## Tarefa a cumprir
Transcreva, sem alterações, o trecho do texto sobre bruxaria e maternidade que vai de "Roper diz que" até "depois do ocorrido.", inclusive.

## Texto para leitura

↓↓↓

Naquela época, havia uma influência crescente do puritanismo, crença ligada ao trabalho duro e ao autocontrole que considera o prazer algo errado ou desnecessário. E havia também um pânico generalizado na população, segundo pesquisadores.

A historiadora Lyndal Roper, da Universidade de Oxford (Inglaterra), acrescenta que parte das acusações de bruxaria foram inclusive feitas por outras mães com base em suas próprias angústias e desconhecimento sobre a maternidade.

Roper diz que dificuldades emocionais na gravidez e no pós-parto eram distorcidas em suspeitas, e que culpa, medo e delírios alimentaram fantasias envolvendo perigo. A figura da bruxa surgia, muitas vezes, onde havia apenas uma mulher exausta, vulnerável e incompreendida – o que, para Roper, era um reflexo de uma sociedade que não entendia o sofrimento psíquico feminino e materno.

Do século 15 ao 17, sem conhecimento médico ou psicológico, vários desses comportamentos eram interpretados como influência demoníaca ou mesmo "melancolia". E muitas dessas associações entre acusações de bruxaria e problemas de saúde mental só seriam feitas séculos depois do ocorrido.

↑↑↑

## Itens armazenados
↓↓↓

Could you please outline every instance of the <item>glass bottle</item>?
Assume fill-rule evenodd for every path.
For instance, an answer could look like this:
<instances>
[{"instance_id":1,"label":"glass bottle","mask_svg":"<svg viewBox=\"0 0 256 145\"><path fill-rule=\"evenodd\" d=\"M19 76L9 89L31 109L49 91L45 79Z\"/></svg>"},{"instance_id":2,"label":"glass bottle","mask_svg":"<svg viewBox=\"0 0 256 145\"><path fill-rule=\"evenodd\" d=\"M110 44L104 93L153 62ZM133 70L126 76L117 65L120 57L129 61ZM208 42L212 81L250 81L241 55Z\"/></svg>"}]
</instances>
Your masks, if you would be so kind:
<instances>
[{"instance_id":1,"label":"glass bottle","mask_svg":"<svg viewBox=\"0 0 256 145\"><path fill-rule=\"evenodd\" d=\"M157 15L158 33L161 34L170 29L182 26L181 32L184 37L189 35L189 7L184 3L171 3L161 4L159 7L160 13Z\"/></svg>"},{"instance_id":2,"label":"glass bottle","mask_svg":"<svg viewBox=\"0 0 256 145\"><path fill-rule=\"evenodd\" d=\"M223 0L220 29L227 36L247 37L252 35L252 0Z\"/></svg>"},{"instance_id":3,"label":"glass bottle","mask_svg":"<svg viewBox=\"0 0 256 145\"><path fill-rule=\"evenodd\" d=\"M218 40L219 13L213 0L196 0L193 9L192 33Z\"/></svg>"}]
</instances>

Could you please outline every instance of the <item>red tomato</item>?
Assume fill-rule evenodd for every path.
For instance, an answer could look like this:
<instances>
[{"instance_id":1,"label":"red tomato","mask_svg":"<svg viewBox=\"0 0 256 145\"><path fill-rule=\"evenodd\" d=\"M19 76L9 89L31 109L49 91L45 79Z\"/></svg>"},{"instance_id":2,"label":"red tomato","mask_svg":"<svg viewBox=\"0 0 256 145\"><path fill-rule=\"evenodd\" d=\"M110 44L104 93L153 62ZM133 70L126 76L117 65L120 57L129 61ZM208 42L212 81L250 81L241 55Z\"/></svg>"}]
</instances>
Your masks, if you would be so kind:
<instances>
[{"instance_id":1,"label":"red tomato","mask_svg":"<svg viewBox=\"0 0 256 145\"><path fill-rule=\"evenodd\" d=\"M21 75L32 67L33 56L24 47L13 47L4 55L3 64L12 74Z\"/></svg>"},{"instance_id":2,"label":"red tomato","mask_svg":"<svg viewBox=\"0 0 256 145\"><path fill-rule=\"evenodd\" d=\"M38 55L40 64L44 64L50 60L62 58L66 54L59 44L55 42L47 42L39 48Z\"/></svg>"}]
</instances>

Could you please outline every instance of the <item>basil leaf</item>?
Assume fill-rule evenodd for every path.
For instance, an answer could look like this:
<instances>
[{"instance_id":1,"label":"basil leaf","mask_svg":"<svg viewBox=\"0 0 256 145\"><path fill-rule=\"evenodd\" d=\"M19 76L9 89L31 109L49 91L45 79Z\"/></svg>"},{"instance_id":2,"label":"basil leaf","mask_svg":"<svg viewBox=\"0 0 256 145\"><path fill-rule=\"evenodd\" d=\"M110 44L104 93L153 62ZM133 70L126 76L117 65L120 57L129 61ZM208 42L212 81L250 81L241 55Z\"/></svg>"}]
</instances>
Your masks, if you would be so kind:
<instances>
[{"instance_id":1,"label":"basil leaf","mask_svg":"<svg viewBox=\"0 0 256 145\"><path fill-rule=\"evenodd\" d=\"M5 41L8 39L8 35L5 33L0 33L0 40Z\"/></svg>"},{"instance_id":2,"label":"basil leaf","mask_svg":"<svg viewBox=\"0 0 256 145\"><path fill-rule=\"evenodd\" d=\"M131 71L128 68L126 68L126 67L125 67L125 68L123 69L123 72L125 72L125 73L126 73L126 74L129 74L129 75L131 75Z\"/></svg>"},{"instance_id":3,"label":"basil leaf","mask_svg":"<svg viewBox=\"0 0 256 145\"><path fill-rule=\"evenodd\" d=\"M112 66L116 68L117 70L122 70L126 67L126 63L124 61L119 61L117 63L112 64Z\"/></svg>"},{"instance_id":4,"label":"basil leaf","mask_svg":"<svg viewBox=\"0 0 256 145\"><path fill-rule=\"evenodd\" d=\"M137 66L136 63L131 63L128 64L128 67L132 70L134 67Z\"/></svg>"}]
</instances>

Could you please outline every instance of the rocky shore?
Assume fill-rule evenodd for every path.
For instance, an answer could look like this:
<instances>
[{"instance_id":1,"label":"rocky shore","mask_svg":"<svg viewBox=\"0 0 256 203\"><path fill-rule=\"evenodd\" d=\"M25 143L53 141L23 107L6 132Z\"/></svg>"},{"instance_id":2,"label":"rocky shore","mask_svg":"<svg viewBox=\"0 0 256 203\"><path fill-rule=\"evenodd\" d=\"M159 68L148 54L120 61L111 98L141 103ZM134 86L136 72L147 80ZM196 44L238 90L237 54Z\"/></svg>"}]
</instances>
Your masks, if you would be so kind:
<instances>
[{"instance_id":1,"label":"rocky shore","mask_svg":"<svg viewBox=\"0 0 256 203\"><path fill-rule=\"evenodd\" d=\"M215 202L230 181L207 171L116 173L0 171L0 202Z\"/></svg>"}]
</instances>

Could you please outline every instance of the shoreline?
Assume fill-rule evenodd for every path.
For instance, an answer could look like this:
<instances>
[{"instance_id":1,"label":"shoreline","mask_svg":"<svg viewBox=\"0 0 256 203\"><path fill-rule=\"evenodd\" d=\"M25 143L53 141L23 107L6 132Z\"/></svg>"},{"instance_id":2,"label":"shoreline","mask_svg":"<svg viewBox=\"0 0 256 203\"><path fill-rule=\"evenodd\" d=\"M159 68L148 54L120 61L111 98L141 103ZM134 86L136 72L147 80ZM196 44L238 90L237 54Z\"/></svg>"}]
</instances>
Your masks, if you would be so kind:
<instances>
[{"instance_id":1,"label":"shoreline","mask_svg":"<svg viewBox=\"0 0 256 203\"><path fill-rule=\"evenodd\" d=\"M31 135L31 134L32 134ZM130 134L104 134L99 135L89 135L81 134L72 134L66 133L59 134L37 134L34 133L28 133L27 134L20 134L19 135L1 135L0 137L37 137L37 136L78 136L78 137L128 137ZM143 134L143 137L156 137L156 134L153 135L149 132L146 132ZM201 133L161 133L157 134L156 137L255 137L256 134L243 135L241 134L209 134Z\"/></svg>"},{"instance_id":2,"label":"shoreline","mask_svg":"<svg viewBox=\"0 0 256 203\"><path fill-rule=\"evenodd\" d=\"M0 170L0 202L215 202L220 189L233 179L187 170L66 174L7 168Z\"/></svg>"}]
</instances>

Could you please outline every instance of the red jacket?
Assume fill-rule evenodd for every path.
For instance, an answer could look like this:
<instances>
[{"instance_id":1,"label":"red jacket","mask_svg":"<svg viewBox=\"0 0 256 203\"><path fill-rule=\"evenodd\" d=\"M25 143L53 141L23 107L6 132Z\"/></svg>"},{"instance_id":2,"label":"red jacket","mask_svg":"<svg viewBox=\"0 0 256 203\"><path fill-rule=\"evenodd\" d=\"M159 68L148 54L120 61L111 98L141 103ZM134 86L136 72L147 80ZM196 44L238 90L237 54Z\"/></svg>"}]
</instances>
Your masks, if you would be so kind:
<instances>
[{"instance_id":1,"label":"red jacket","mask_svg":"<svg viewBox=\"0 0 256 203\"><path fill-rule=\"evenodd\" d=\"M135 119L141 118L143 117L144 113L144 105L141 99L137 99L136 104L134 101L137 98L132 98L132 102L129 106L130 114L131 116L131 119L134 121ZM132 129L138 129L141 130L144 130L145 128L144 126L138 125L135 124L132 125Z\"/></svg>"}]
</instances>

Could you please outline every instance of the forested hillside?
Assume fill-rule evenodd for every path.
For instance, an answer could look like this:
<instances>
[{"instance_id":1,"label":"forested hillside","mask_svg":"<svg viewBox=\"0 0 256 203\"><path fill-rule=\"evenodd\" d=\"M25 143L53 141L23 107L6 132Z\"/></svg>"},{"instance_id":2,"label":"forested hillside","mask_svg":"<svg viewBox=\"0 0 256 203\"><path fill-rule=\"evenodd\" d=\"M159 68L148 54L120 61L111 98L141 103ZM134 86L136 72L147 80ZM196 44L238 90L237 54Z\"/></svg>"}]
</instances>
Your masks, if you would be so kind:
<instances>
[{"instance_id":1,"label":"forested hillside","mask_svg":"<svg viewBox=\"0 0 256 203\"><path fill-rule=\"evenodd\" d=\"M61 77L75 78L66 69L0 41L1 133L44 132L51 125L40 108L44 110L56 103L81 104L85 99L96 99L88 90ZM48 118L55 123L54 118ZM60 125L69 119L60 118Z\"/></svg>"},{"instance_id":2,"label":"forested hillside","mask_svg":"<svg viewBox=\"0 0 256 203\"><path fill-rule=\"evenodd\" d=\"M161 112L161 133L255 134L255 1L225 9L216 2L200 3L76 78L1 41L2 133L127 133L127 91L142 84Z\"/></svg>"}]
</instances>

↑↑↑

## Resposta do exercício
Roper diz que dificuldades emocionais na gravidez e no pós-parto eram distorcidas em suspeitas, e que culpa, medo e delírios alimentaram fantasias envolvendo perigo. A figura da bruxa surgia, muitas vezes, onde havia apenas uma mulher exausta, vulnerável e incompreendida – o que, para Roper, era um reflexo de uma sociedade que não entendia o sofrimento psíquico feminino e materno.

Do século 15 ao 17, sem conhecimento médico ou psicológico, vários desses comportamentos eram interpretados como influência demoníaca ou mesmo "melancolia". E muitas dessas associações entre acusações de bruxaria e problemas de saúde mental só seriam feitas séculos depois do ocorrido.